EXTRACTOS DE DATOS:
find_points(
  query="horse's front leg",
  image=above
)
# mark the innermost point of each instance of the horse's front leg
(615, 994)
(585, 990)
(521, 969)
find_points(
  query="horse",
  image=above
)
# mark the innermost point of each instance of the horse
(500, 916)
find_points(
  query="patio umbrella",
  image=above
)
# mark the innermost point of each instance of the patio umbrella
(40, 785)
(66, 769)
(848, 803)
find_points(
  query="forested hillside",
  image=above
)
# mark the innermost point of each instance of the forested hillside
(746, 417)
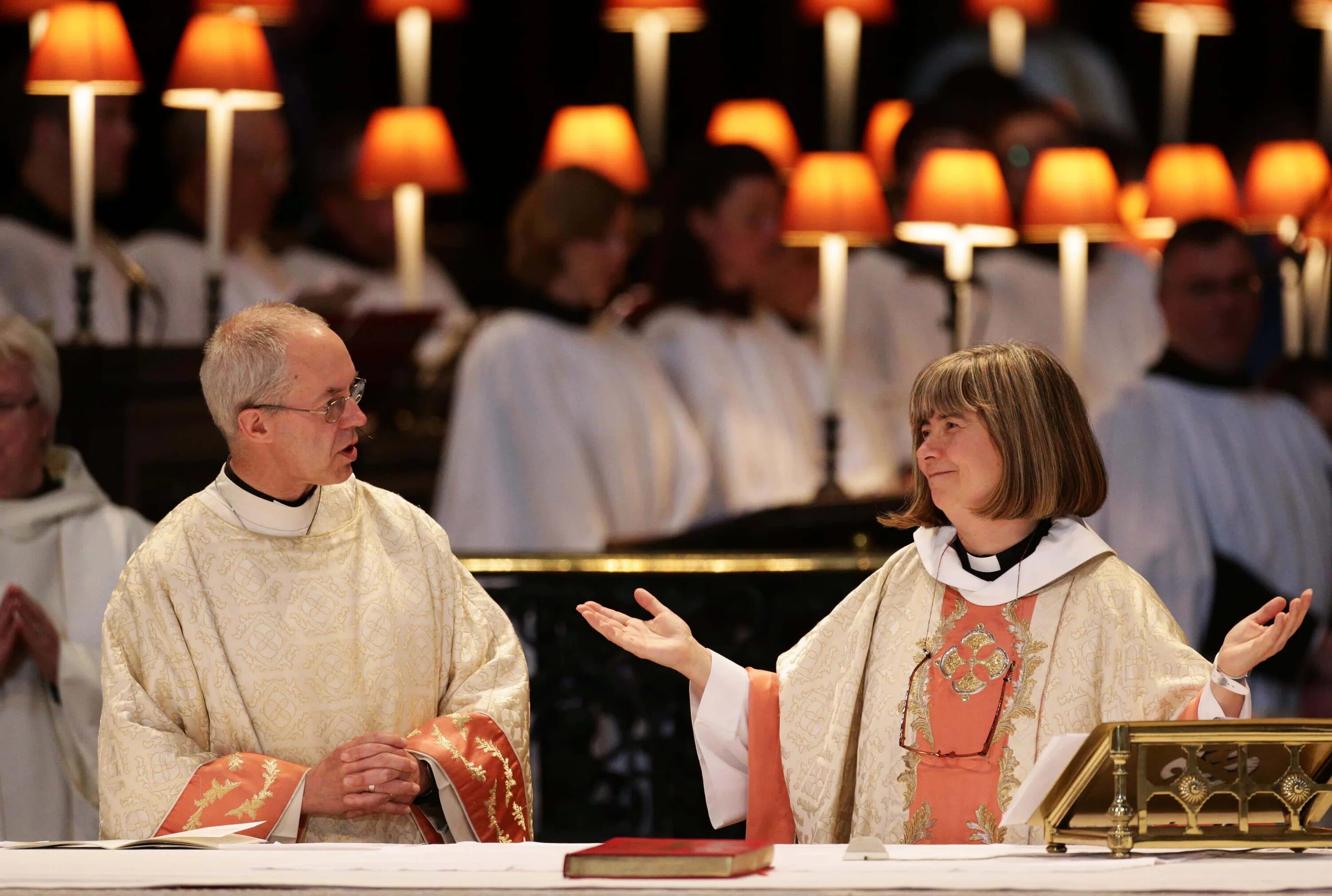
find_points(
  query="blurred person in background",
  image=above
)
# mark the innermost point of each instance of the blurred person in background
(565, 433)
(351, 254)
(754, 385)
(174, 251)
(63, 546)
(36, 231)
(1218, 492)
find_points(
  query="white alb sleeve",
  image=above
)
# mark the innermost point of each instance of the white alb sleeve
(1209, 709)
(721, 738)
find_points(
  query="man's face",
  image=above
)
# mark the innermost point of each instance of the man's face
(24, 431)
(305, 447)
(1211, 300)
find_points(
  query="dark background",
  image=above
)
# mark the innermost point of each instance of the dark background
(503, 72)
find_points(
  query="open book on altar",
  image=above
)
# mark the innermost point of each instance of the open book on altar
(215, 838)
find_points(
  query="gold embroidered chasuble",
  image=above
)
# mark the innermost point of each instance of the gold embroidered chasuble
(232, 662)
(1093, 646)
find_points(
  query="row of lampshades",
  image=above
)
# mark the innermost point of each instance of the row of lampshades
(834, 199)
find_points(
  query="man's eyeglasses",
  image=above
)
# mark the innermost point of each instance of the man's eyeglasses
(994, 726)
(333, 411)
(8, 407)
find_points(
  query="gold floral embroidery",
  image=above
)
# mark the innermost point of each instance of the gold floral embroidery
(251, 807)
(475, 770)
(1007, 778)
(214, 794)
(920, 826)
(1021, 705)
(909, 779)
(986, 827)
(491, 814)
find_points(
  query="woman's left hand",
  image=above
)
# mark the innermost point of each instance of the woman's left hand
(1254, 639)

EJERCICIO PROPUESTO: ¿Qué líneas de los registros contienen la palabra "background"? Localízalas y cópialas todas, distinguiendo mayúsculas de minúsculas.

RESPUESTA:
  query="blurred person in background",
# mark the innermost point of each instance of the blurred person in background
  query="dark background",
# mark the innermost point of each instance of the dark background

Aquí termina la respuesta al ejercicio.